§ **RECORDS FOR THIS TASK**:

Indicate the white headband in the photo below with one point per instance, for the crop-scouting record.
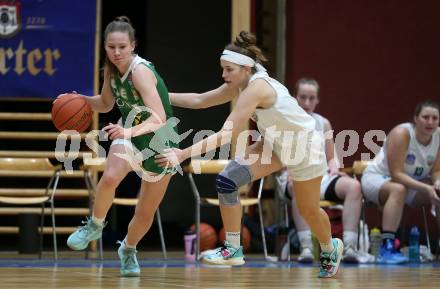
(241, 59)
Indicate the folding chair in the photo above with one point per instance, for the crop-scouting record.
(358, 169)
(98, 165)
(34, 167)
(215, 167)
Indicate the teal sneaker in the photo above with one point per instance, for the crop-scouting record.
(225, 255)
(330, 261)
(129, 263)
(80, 239)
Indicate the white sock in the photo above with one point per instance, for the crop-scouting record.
(233, 238)
(126, 244)
(327, 247)
(305, 239)
(350, 238)
(98, 221)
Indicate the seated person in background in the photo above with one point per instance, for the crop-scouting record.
(336, 186)
(406, 170)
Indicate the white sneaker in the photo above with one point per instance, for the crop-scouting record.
(306, 256)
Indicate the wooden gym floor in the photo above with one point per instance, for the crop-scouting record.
(73, 271)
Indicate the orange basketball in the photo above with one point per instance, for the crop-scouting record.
(208, 236)
(245, 236)
(71, 112)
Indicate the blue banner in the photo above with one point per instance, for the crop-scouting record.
(47, 47)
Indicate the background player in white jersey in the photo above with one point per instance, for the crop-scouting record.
(272, 107)
(406, 171)
(336, 186)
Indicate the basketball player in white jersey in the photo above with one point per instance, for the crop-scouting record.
(405, 171)
(278, 116)
(336, 186)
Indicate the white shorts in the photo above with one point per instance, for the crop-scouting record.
(314, 162)
(371, 184)
(281, 184)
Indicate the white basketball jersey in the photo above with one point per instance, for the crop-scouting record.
(419, 158)
(285, 116)
(319, 119)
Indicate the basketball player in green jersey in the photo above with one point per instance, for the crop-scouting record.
(142, 98)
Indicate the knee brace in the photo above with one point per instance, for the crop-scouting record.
(233, 176)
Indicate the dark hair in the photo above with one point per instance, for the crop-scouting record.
(425, 103)
(306, 80)
(120, 24)
(246, 43)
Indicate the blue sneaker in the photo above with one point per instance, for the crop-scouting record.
(389, 255)
(129, 263)
(80, 239)
(225, 255)
(330, 261)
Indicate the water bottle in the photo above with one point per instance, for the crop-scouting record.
(281, 244)
(375, 241)
(414, 245)
(190, 239)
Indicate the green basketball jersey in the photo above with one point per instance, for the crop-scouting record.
(134, 112)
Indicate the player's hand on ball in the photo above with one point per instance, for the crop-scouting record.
(115, 131)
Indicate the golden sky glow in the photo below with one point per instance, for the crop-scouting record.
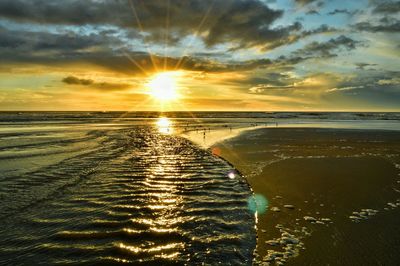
(164, 86)
(234, 55)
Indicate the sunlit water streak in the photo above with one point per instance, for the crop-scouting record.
(119, 196)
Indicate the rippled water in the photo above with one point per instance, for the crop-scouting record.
(118, 195)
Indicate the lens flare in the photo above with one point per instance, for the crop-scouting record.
(164, 86)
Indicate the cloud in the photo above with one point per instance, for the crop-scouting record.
(363, 66)
(341, 11)
(305, 2)
(328, 48)
(71, 80)
(104, 86)
(386, 7)
(384, 26)
(247, 23)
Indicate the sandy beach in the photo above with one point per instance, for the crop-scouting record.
(333, 193)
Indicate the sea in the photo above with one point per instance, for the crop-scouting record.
(105, 188)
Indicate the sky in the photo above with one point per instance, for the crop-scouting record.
(224, 55)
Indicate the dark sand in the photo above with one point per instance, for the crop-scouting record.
(326, 174)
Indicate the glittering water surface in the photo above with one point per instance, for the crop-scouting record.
(117, 195)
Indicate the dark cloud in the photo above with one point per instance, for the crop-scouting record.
(327, 49)
(104, 86)
(305, 2)
(71, 80)
(363, 66)
(247, 23)
(384, 26)
(109, 53)
(312, 12)
(387, 7)
(341, 11)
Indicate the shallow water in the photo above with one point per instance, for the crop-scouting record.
(118, 195)
(116, 188)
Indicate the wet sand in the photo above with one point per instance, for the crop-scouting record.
(334, 195)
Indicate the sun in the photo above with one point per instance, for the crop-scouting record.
(164, 86)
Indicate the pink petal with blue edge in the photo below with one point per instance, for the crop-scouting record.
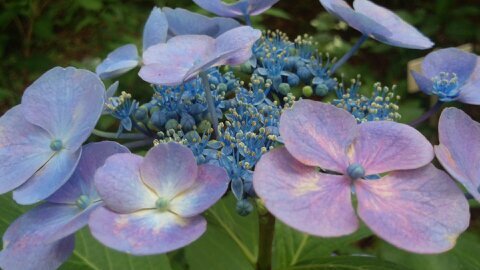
(181, 53)
(402, 34)
(470, 93)
(169, 169)
(421, 210)
(384, 146)
(185, 22)
(25, 256)
(118, 62)
(318, 134)
(211, 183)
(81, 183)
(459, 149)
(450, 60)
(50, 222)
(67, 102)
(240, 41)
(120, 186)
(156, 28)
(146, 232)
(303, 198)
(48, 179)
(24, 149)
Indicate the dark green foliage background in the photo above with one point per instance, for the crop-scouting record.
(36, 35)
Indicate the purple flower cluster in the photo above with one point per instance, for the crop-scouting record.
(332, 158)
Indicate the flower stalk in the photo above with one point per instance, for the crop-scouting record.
(210, 102)
(428, 114)
(266, 231)
(349, 54)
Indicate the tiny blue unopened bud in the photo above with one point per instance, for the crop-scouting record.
(141, 113)
(83, 202)
(162, 204)
(158, 119)
(355, 171)
(304, 74)
(293, 80)
(56, 145)
(187, 122)
(244, 207)
(221, 87)
(284, 89)
(171, 124)
(321, 90)
(204, 126)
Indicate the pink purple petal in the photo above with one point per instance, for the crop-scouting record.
(222, 9)
(402, 34)
(120, 186)
(451, 60)
(67, 102)
(48, 179)
(81, 182)
(181, 53)
(211, 183)
(25, 256)
(424, 84)
(184, 22)
(318, 134)
(366, 25)
(384, 146)
(239, 41)
(470, 92)
(421, 210)
(24, 149)
(257, 7)
(459, 149)
(156, 28)
(303, 198)
(169, 169)
(49, 222)
(118, 62)
(146, 232)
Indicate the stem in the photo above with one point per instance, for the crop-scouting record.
(265, 241)
(349, 54)
(147, 133)
(210, 102)
(246, 252)
(112, 135)
(248, 21)
(427, 115)
(137, 144)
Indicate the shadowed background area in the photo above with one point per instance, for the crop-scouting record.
(39, 34)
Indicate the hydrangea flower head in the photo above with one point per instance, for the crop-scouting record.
(184, 22)
(161, 25)
(459, 149)
(153, 204)
(415, 206)
(241, 8)
(451, 74)
(378, 22)
(45, 233)
(184, 57)
(40, 139)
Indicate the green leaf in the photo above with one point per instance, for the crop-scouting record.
(231, 241)
(464, 256)
(292, 247)
(348, 263)
(9, 212)
(88, 253)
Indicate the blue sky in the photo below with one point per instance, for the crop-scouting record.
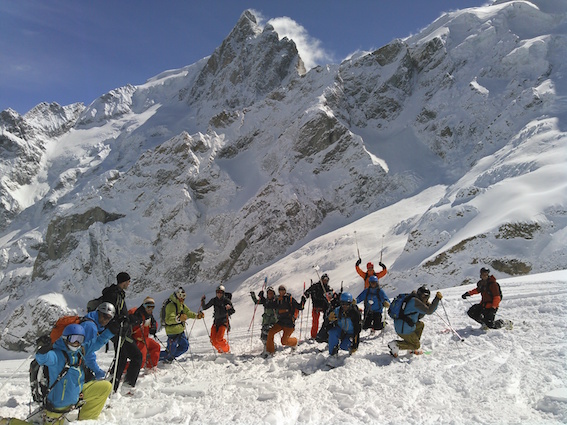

§ **REQUIRED WORK**:
Repeat the data above in full and exactly. Omit every image.

§ **RESULT**:
Indicate the white headband in the photo below with one point per instance, for the crop-scouting record.
(241, 59)
Indicate the folding chair in the photo above with one point per instance, for the crop-scouting record.
(358, 169)
(98, 165)
(34, 167)
(215, 167)
Indicate the teal sneaker in the photo above with one point per instance, for the crop-scouting record.
(225, 255)
(330, 261)
(129, 263)
(80, 239)
Indicate the white sock in the photo above with one point per instance, for the crop-scouting record.
(233, 238)
(126, 244)
(327, 247)
(305, 239)
(350, 238)
(98, 221)
Indicate the seated person in background in the photo above with one point per instance, for the crop-scouting record.
(336, 186)
(406, 170)
Indicate the white sneaker in the photo above with one point per instance, for the crop-scouting record.
(306, 256)
Indicate the wooden gym floor in the photo above with one point per instance, for the crop-scouting record.
(73, 271)
Indicate the orange basketball in the photo above with one point per instance, for the crop-scouting record.
(208, 236)
(245, 236)
(71, 112)
Indicate the blue banner in the photo above with one point per instance, for the crop-scouting record.
(47, 47)
Indicate the background player in white jersey in the photo above with one point per instance, for the crop-scouting record.
(272, 107)
(406, 171)
(336, 186)
Indicate the basketball player in white jersey in the photo above with one point per instance, for the crop-scouting record.
(405, 171)
(278, 116)
(336, 186)
Indicate the white shorts in the photo above with one point per instance, for the crop-scouting record.
(314, 162)
(371, 184)
(281, 184)
Indicate the white basketball jersey in the photo above with one point per instance, for the crop-scouting record.
(419, 158)
(285, 116)
(319, 119)
Indicate the basketball player in green jersey in the photo above with one point per instance, for the crop-scouting record.
(142, 98)
Indicate the knee brace in the photo above with one point per instance, for the crop-scouting record.
(233, 176)
Indicate the dark hair in the photo above with one point per instance, for the crop-scouting record.
(425, 103)
(306, 80)
(120, 24)
(246, 43)
Indicate the blue sneaker in the photo above with one point per instance, for the crop-scouting record.
(389, 255)
(129, 263)
(80, 239)
(225, 255)
(330, 261)
Indicate the water bottle in the photo above with one point per instance, for the crop-scouting record.
(281, 244)
(375, 241)
(414, 245)
(190, 239)
Indicate the green basketball jersey in the photo above with one point per instance, for the crop-scouting record.
(134, 112)
Indicate the player's hand on ball in the photo above with one point per instance, for the crop-scouting record.
(115, 131)
Indicate the golden sky glow in the photo below with one point per instance, for the crop-scouting record.
(164, 86)
(234, 55)
Indicate the sunlit water streak in the photo above with one point per instance, for the crop-scouting record.
(119, 196)
Indicate the rippled water in the photo above with one point per instance, for the crop-scouting record.
(118, 195)
Indicate the lens flare in the photo above with one point per instance, for the crop-scouting record.
(164, 86)
Indicate the cloud in the photo above with one point per instance, for the crop-scouting record.
(363, 66)
(341, 11)
(305, 2)
(328, 48)
(71, 80)
(104, 86)
(386, 7)
(384, 26)
(247, 23)
Indicate the sandy beach in the photo above with one point per instance, for the crop-scouting record.
(333, 193)
Indicate the sea in the photo above with one point per instance, for the crop-scouting record.
(105, 188)
Indicate the sky in the photo above with one point per instance, for the crop-scouting record.
(224, 55)
Indicate the dark sand in the photo above with one point per instance, for the crop-scouting record.
(326, 174)
Indicate the glittering water surface in the photo above with one point per instance, for the crop-scouting record.
(117, 195)
Indicate the dark cloud in the photo above with one point per instance, for the crop-scouting record.
(327, 49)
(104, 86)
(305, 2)
(71, 80)
(363, 66)
(247, 23)
(384, 26)
(109, 53)
(312, 12)
(387, 7)
(341, 11)
Indicate the shallow water in the photo above with one point per instance, for the crop-scouting record.
(118, 195)
(116, 188)
Indicate the wet sand in the photo above with one point per instance, for the crop-scouting record.
(334, 195)
Indicate the sun in the photo above with one point per instance, for the crop-scouting record.
(164, 86)
Indicate the pink petal with blue edge in the photo below with one point per instance, for the crop-scouting record.
(181, 53)
(402, 34)
(470, 93)
(169, 169)
(421, 210)
(384, 146)
(185, 22)
(25, 256)
(118, 62)
(318, 134)
(211, 183)
(81, 183)
(459, 149)
(450, 60)
(50, 222)
(67, 102)
(240, 41)
(120, 186)
(156, 28)
(146, 232)
(303, 198)
(48, 179)
(24, 149)
Indicate the dark green foliage background in the photo above with one point per instance, for the crop-scouting record.
(36, 35)
Indicate the purple flower cluster in the photo above with one point per instance, for the crop-scouting record.
(332, 158)
Indicate the flower stalk in the photo above with one point per instance, for the crop-scouting record.
(210, 102)
(428, 114)
(266, 231)
(349, 54)
Indicate the tiny blue unopened bud in the photo above with one point per instance, for the crop-scouting record.
(141, 113)
(83, 202)
(162, 204)
(158, 119)
(355, 171)
(304, 74)
(293, 80)
(56, 145)
(187, 122)
(244, 207)
(221, 87)
(284, 89)
(171, 124)
(321, 90)
(204, 126)
Indicate the pink purple petal in the photo above with one point per instance, for the crop-scouting record.
(222, 9)
(402, 34)
(120, 186)
(451, 60)
(67, 102)
(48, 179)
(81, 182)
(181, 53)
(211, 183)
(25, 256)
(424, 84)
(184, 22)
(318, 134)
(366, 25)
(384, 146)
(239, 41)
(470, 92)
(421, 210)
(24, 149)
(257, 7)
(459, 149)
(156, 28)
(303, 198)
(169, 169)
(49, 222)
(118, 62)
(146, 232)
Indicate the stem in the photo above with one point per instance, for the crop-scouting record.
(265, 241)
(349, 54)
(147, 133)
(210, 102)
(246, 252)
(112, 135)
(248, 21)
(427, 115)
(137, 144)
Indicate the shadowed background area in the photo above with one point per instance, for the crop-scouting record.
(39, 34)
Indicate the hydrangea flower head in the photo above with one point per instance, for the crop-scouting record.
(184, 22)
(161, 25)
(459, 149)
(153, 204)
(415, 206)
(241, 8)
(451, 74)
(378, 22)
(45, 233)
(184, 57)
(40, 139)
Indicate the green leaf in the photo above with one point per instance, for the crop-scouting record.
(231, 241)
(464, 256)
(292, 247)
(348, 263)
(9, 212)
(88, 253)
Indicate the blue sky in the photo below with one point per instance, for the crop-scouting record.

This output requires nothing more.